▸ **Directions for this task**:
So that nothing is lost, restate each entry exactly as supplied.

[Stored data entries]
****************
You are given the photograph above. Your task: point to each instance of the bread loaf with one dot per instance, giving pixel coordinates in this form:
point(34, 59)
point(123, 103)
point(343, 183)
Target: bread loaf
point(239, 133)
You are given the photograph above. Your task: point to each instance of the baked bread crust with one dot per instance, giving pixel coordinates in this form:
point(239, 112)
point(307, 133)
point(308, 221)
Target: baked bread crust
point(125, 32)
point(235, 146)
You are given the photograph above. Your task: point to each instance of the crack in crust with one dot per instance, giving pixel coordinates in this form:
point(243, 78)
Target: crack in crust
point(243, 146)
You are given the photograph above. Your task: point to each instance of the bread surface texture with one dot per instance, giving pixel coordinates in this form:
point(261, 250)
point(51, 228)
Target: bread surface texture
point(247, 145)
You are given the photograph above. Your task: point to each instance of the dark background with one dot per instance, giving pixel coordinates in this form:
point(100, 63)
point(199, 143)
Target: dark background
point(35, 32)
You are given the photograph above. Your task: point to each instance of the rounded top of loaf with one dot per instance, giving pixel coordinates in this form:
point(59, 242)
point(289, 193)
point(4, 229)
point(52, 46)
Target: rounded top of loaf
****************
▸ **Completed exercise**:
You are given the photograph above. Your task: point to each instance of the bread loaf with one dot per instance, giving pixel coordinates in this form:
point(34, 59)
point(123, 103)
point(343, 183)
Target: bread loaf
point(239, 133)
You are given the photograph above. Your task: point to each instance of the baked bread crust with one dot per instance, giving pixel coordinates in this form:
point(239, 112)
point(307, 133)
point(308, 221)
Target: baked bread crust
point(125, 32)
point(235, 146)
You are given the photograph above. Your task: point to each instance of the crack in crust with one dot per instance, giving pixel coordinates in this form:
point(243, 78)
Target: crack in crust
point(243, 146)
You are given the photograph above. Your task: point to each instance of the bread surface texture with one dot per instance, giving pixel coordinates in this form:
point(261, 250)
point(51, 228)
Target: bread surface texture
point(247, 145)
You are given the photograph above. Your task: point to each instance of the dark background with one dot per instance, giving pixel coordinates in this form:
point(100, 63)
point(199, 143)
Target: dark background
point(35, 32)
You are given the photograph above. Your task: point to each instance of the rounded top of loaf with one dot per instance, giving pixel coordinates in this form:
point(59, 242)
point(289, 193)
point(4, 229)
point(52, 46)
Target: rounded top of loaf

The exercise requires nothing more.